What is asked:
Reproduce every record below exactly as written, but leave out any pictures.

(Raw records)

%%

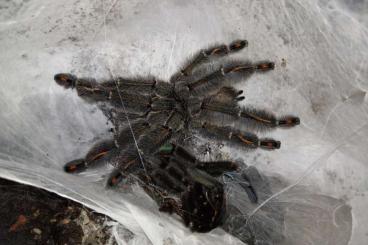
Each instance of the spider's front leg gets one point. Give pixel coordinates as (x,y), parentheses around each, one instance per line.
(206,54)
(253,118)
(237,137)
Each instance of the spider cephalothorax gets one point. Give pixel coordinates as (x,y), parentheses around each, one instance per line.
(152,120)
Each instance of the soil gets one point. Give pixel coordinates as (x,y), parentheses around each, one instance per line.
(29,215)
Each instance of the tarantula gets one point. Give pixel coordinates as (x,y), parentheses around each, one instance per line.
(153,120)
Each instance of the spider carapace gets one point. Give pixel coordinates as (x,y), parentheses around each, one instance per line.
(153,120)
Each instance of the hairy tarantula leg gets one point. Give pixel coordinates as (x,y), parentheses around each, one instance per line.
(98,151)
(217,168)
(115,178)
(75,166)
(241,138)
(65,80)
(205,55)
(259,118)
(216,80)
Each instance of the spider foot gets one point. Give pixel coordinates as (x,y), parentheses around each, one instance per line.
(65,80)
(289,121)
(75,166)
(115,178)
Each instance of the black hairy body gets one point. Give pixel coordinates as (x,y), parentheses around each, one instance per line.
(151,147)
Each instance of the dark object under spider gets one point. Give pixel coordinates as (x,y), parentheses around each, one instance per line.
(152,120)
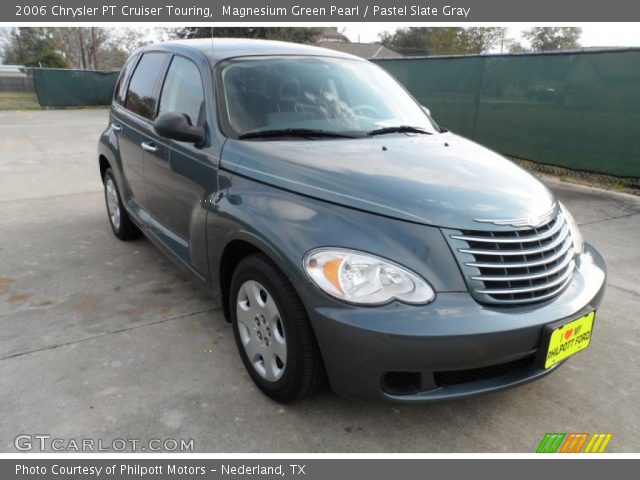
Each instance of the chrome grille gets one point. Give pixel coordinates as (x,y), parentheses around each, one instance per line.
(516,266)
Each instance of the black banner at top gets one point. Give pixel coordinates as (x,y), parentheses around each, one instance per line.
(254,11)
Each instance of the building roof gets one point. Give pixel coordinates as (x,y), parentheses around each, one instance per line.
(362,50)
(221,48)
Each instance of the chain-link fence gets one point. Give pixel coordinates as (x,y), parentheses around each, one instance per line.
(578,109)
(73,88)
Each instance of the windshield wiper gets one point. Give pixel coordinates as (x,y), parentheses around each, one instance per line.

%%

Exercise answer:
Each instance of the spider's front leg gets one point. Give pixel coordinates as (x,y), parentheses around each, one instance per line.
(206,54)
(253,118)
(237,137)
Each instance of the spider cephalothorax gets one point. Give pixel coordinates as (x,y), parentheses around each, one instance per line.
(152,120)
Each instance of the soil gets one point. Give pixel coordinates as (x,y), parentheses around each, one instance per line.
(29,215)
Each instance of the tarantula gets one point. Give pixel coordinates as (x,y), parentheses around each, one instance per line.
(153,120)
Each instance of the spider carapace gets one point. Give pixel coordinates as (x,y), parentheses around each, one instance per line.
(153,120)
Each instance of the hairy tarantula leg gets one point. Give pixel coordinates as (x,y), parentheses around each, one instance per line.
(98,151)
(217,168)
(115,178)
(75,166)
(241,138)
(65,80)
(205,55)
(259,118)
(216,80)
Each instance of the spider foot gets one point. Give pixel coordinates as (x,y), parentheses around each, one instance per line.
(65,80)
(289,121)
(75,166)
(115,178)
Each instance of the black hairy body gets one point. Give pixel coordinates as (x,y), parentheses around each, one instance per line.
(151,147)
Each instance of the dark object under spider gets one point. Give pixel coordinates as (x,y), parentheses around each, one instance per line.
(152,120)
Each instance of the chrome grille gets one point. Give pixel coordinates as (x,y), parentheses around each, one instance per line.
(516,266)
Each instance of the black banner at top gets one point. Give pixel coordinates as (x,y), parentheses around each, one instance per line.
(254,11)
Each instance of the building roof gets one point. Give pixel coordinates as (x,y), parentheses around each, one instance per line.
(362,50)
(221,48)
Each instance of the chain-link fence gets one point. Give pixel coordinates as (x,y), parentheses around each, one instance per line.
(578,109)
(73,88)
Each instance of the windshield wiper gets one point. Give pixel coordinates as (x,y), parentheses around each, one instance per line.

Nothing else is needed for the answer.